§ **What you are asked to do**: Your response should reproduce every line of the entries that contains the word "column".

§ **Given data**:
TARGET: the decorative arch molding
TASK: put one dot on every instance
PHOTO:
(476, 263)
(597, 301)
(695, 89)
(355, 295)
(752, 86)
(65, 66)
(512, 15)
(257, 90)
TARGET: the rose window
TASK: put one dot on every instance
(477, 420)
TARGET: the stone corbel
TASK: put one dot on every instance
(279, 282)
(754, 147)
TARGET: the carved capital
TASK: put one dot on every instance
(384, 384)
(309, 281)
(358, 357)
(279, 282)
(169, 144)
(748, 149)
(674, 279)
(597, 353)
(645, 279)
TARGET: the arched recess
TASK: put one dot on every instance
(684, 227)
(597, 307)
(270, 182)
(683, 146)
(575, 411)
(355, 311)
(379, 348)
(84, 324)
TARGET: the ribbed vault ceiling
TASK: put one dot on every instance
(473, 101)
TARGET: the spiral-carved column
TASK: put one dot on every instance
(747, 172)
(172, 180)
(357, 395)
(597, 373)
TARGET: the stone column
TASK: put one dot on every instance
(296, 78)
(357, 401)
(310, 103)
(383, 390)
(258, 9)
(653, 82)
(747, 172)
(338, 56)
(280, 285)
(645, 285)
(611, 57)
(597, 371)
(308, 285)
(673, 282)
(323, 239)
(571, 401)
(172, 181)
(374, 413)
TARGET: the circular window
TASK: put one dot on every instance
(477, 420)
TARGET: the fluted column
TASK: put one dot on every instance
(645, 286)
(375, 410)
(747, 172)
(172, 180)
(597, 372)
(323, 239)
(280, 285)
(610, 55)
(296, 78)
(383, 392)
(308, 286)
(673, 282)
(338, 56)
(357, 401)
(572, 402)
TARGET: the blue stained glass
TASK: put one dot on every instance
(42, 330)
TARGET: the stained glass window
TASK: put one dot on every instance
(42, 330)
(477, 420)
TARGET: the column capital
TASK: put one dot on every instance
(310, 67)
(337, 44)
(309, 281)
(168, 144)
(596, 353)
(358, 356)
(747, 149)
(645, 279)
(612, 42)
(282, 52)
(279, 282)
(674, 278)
...
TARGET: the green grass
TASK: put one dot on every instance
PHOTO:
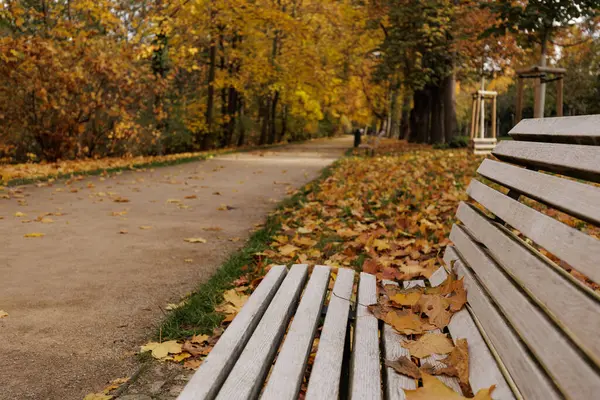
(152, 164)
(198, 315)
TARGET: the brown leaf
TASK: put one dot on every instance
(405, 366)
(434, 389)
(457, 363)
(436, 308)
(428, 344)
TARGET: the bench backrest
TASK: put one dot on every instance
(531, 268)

§ **Expected output**:
TARGET: the spiral-carved column
TARGET: the stone column
TARGET: the fluted column
TARGET: the column capital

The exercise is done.